(Stored dataset items)
************

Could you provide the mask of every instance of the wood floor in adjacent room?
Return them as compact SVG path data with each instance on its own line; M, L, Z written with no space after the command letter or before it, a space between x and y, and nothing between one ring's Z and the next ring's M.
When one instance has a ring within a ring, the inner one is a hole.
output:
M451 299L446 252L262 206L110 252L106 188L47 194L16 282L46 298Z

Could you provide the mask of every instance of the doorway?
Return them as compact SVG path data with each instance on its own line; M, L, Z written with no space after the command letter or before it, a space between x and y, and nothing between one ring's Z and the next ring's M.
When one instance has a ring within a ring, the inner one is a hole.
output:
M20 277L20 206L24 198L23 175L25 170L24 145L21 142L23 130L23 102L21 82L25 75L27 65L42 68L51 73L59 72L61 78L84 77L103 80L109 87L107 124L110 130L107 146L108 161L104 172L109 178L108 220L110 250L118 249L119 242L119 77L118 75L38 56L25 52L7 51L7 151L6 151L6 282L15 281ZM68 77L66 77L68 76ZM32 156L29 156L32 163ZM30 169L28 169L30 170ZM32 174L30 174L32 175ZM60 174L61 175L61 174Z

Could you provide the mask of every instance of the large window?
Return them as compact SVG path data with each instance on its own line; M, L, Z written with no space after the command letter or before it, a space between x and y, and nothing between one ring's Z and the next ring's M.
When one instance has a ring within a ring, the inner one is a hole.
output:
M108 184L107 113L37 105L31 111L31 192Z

************

■ What you will do ■
Arrange the lines of the records above as a numbered list, starting at the line that contains "Could you provide the mask of every instance of the large" and ending at the last line of the records. Include both of those lines and leave out any blank lines.

■ Response ■
1. Could you provide the mask of every instance of the large window?
2. Return them as compact SVG path data with each instance on its own line; M, L, Z written with no space after the command letter or before it, a space between x and y, and nothing between one ring's Z and the next ring's M.
3. When one instance has a ring within a ring, the inner one is a hole.
4. output:
5. M108 184L107 113L37 105L31 111L31 192Z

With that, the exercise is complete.